### SUPPLIED TEXT
____

The disciples stood on Mount Olivet, dust clinging to their sandals as Jesus lifted His hands in blessing. A cloud enveloped Him, leaving them staring at empty sky. Two men in white interrupted their gaping: “Why stand looking into heaven?” They walked back to Jerusalem, obeying Christ’s final command—wait for the Spirit’s power. Their sandals scuffed the same roads where Jesus had carried His cross. [42:28]
Jesus’ ascension wasn’t abandonment but enthronement. By taking humanity into heaven, He opened eternity to flesh-and-blood people like Peter, James, and you. The disciples’ waiting wasn’t passive—it was active preparation for a mission greater than restoring Israel.
You’ve been given assignments, but have you run ahead without His power? Stop. Sit in the upper room of your heart. What task feels overwhelming unless God fuels it? When did you last let His timeline reshape your urgency?
“But you will receive power when the Holy Spirit has come upon you, and you will be my witnesses in Jerusalem and in all Judea and Samaria, and to the end of the earth.”
(Acts 1:8, ESV)
Prayer: Ask Jesus to reveal one assignment requiring His power, not your striving.
Challenge: Write “WAIT” on your wrist. Pray each time you see it.
For forty days, Jesus ate fish with disciples, let Thomas touch scars, and walked Emmaus roads. Noah endured rain forty days. Moses fasted forty days for commandments. Israel wandered forty years. Elijah trekked forty days to hear God’s whisper. Formation always precedes fruit. The disciples didn’t know Pentecost required ten more days of prayer after Jesus’ ascension. [49:54]
God uses waiting to dismantle slave mentalities. Israel needed desert years to stop seeing themselves as Pharaoh’s workforce and start living as Yahweh’s heirs. The disciples needed fifty days total to shift from “Restore Israel now?” to “Preach Christ crucified.”
What “desert” has God placed you in? A delayed promise? A silent season? Name one way you’ve resisted this shaping. How might this waiting be saving you from a smaller vision?
“And he ate in their presence and said to them, ‘These are my words that I spoke to you while I was still with you, that everything written about me in the Law of Moses and the Prophets and the Psalms must be fulfilled.’”
(Luke 24:43-44, ESV)
Prayer: Confess one area where impatience has blinded you to God’s forming work.
Challenge: Fast from one distraction today to create space for 10 minutes of listening prayer.
Peter hid from servant girls at a charcoal fire, denying Jesus three times. Fifty days later, he stood before thousands at another fire—the Spirit’s flames—preaching boldly. The same fisherman who fled Golgotha now faced Jerusalem’s leaders unshaken. The difference? Ten days praying in an upper room. Forty days walking with a resurrected Savior. [01:08:02]
The Holy Spirit doesn’t erase our stories; He redeems them. Peter’s cowardice became a testimony of grace. Your failures are kindling for God’s fire—if you let Him ignite them.
Where does shame still whisper “unfit”? Write one failure Jesus wants to transform into a sermon. Who needs to hear your “before and after” story?
“Now when they saw the boldness of Peter and John, and perceived that they were uneducated, common men, they were astonished. And they recognized that they had been with Jesus.”
(Acts 4:13, ESV)

____

### EXCERPTED DATA
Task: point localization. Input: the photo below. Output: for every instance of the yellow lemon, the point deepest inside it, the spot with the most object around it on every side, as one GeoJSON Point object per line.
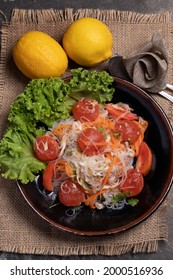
{"type": "Point", "coordinates": [38, 55]}
{"type": "Point", "coordinates": [88, 41]}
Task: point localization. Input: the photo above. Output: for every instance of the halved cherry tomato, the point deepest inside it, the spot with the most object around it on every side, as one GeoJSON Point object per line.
{"type": "Point", "coordinates": [46, 148]}
{"type": "Point", "coordinates": [119, 111]}
{"type": "Point", "coordinates": [48, 175]}
{"type": "Point", "coordinates": [91, 141]}
{"type": "Point", "coordinates": [86, 110]}
{"type": "Point", "coordinates": [128, 130]}
{"type": "Point", "coordinates": [133, 184]}
{"type": "Point", "coordinates": [144, 160]}
{"type": "Point", "coordinates": [70, 193]}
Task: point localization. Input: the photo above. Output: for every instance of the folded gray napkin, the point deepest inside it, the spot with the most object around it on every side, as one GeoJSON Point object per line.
{"type": "Point", "coordinates": [148, 66]}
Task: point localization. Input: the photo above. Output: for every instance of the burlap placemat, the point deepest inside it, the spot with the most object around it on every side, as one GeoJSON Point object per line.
{"type": "Point", "coordinates": [21, 230]}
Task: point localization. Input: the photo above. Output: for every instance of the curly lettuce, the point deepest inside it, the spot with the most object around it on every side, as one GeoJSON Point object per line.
{"type": "Point", "coordinates": [41, 103]}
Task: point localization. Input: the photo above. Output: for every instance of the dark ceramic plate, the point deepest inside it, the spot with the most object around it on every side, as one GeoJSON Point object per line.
{"type": "Point", "coordinates": [157, 184]}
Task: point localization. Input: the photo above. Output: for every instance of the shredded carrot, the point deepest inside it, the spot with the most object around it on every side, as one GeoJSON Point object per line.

____

### EXERCISES TO COMPLETE
1. Duplicate the stretch of the devotional from "For forty days, Jesus" through "a smaller vision?".
2. Extract every line of the entries that contains the string "cherry", matching case exactly.
The devotional and the entries have no connection to each other.

### SOLUTIONS IN ORDER
1.
For forty days, Jesus ate fish with disciples, let Thomas touch scars, and walked Emmaus roads. Noah endured rain forty days. Moses fasted forty days for commandments. Israel wandered forty years. Elijah trekked forty days to hear God’s whisper. Formation always precedes fruit. The disciples didn’t know Pentecost required ten more days of prayer after Jesus’ ascension. [49:54]
God uses waiting to dismantle slave mentalities. Israel needed desert years to stop seeing themselves as Pharaoh’s workforce and start living as Yahweh’s heirs. The disciples needed fifty days total to shift from “Restore Israel now?” to “Preach Christ crucified.”
What “desert” has God placed you in? A delayed promise? A silent season? Name one way you’ve resisted this shaping. How might this waiting be saving you from a smaller vision?

2.
Task: point localization. Input: the photo above. Output: for every instance of the halved cherry tomato, the point deepest inside it, the spot with the most object around it on every side, as one GeoJSON Point object per line.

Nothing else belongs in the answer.